=== PASSAGE ===
High-flying Ugandan medical practitioner Gideon Wamasebu was informally buried along a River bank in Kenya but his body is now resting in his Mbale village of birth Namabasa, eastern Uganda, as police stay hot on the trails of his killers.
Six people believed to be behind the cross-border crime that involved the kidnap of the Leeds University trained medic in Uganda, his killing in Kenya and extortion of his close relatives are being held in cells across the two countries.
As the key suspect in the killing, Kevin Shatome, is detained in Teso North, Kenya The Nairobian landed the list of five other suspects held at Malukhu Government Prison in Uganda believed to be his accomplices.
Kennedy Murambafu, Robert Chatome, Saleh Sulaiman, Brian Nsubuga and Ester Lauren are detained in the remand prison as police continue with the probe the doctor's murder.
Last Friday, Uganda detectives presented the five before Mbale Chief Magistrate's court where they successfully applied to detain them for additional time as they collect information on the doctor's disappearance in Uganda on February 6 and his discovery in Kenya on February 13.
"We intend to charge them with several counts including kidnap with intent to murder, kidnap with intent to procure ransom and conspiracy to commit a felony," Rogers Taitika, the Elgon region Police spokesperson said in a statement seen by the Nairobian. He added that the court allowed them to detain the five for 14 days to complete their investigations.
The Butali Law court in Kenya gave police 30 days from February 13 to complete investigating Shatome for the killing of the doctor who pathologist Dickson Muchana of Kakamega Referral Hospital said was strangled to death.
The leads in the case are "promising" as a detective based in Kenya shared with The Nairobian.
Cooperative
He said that Shatome was overly cooperative after they dangled a carrot stick on his face after initially being cagey and escapist.
"He took us to the scene of the killing along the Isiukhu River that flows from Kakamega Forest and reconstructed to us the crime scene. I feel that he opted to confess after we played 'good cop' to his emotions. He also gathered how hard it was for his accomplices in Uganda cells," he said.
"From how he acts, I feel he would rather be detained and charged in Kenya than Uganda, but that is subject to consultation with investigators and prosecution teams from both countries. Our bit was to get a confession from him."
=== DATA RECORDS ===
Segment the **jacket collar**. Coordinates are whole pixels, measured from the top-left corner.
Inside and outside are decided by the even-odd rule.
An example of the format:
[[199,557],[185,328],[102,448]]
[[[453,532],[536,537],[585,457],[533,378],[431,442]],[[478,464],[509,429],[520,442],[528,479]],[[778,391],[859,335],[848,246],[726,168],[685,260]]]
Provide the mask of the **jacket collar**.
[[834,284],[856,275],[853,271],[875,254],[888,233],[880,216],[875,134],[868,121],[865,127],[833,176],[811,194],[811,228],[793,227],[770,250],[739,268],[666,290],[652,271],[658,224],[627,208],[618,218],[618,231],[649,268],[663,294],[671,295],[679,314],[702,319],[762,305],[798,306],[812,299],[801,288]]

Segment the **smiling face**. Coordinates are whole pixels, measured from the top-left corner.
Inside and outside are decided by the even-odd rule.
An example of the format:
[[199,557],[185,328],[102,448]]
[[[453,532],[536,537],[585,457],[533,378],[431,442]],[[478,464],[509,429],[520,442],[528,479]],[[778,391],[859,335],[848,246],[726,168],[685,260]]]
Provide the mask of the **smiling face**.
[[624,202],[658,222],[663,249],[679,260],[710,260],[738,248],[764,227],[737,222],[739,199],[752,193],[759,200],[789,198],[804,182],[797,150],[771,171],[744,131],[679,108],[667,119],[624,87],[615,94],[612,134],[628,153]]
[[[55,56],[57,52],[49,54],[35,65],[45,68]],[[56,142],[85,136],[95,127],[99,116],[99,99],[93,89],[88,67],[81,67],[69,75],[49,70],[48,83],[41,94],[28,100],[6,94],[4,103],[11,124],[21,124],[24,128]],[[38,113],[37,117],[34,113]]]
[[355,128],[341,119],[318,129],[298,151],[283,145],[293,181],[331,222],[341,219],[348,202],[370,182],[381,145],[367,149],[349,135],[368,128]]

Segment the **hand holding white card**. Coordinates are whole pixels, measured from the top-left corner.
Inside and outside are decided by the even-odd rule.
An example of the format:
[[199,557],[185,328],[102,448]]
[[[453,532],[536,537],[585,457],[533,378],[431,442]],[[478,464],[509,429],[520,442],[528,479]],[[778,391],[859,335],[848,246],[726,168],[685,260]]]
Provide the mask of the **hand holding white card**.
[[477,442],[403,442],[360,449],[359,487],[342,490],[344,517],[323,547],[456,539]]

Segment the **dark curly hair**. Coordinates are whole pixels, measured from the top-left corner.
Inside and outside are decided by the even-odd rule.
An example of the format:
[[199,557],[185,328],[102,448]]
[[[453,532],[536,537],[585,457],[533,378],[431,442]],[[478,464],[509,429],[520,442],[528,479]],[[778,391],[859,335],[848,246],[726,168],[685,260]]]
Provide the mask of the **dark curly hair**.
===
WORK TASK: In the article, how many days did the Mbale court allow police to hold the five suspects detained in Uganda? The records have nothing to do with this.

RESPONSE TO THE TASK: 14 days.